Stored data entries
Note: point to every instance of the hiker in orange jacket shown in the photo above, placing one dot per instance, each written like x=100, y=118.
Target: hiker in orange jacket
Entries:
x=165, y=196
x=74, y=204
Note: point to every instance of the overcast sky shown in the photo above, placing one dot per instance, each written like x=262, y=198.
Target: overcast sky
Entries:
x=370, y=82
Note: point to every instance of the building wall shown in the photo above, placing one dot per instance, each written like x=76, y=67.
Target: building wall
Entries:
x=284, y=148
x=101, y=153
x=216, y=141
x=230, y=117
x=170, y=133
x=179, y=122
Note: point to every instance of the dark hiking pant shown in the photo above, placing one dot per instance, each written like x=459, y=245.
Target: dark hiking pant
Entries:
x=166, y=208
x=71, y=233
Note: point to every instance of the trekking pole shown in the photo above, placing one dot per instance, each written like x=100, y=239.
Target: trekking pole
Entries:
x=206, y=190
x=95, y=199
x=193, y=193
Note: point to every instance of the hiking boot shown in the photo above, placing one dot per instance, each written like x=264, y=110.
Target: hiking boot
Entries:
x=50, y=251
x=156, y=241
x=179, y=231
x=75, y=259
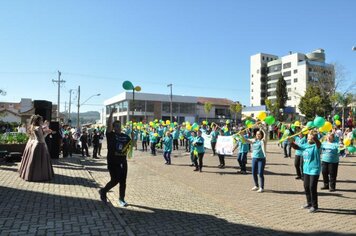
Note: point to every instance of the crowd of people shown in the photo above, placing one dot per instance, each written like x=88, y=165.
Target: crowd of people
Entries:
x=316, y=152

= REQUIREMENT =
Pick up at the line that holds "Target: dark hiking pant" and restate each line, word for word, through the last line of the entries. Include both end lines but none of the pictures.

= REPLY TO THE EXERCISE =
Target: dark hiking pant
Entries:
x=166, y=208
x=71, y=233
Note: point to every instance of the trekking pole shown in the photo above, placing one dot per instance, each written like x=100, y=239.
Target: trekking pole
Entries:
x=206, y=190
x=95, y=199
x=193, y=193
Note: point to every instance of the hiking boot shown in the photo above, placing one dot per instance, each written like x=264, y=110.
Target: hiking boot
Entries:
x=50, y=251
x=156, y=241
x=179, y=231
x=75, y=259
Note: point to every instance of the crowd of people shown in the photo above, placing one dot per instance, each written like x=88, y=165.
Target: crowd of people
Entries:
x=316, y=152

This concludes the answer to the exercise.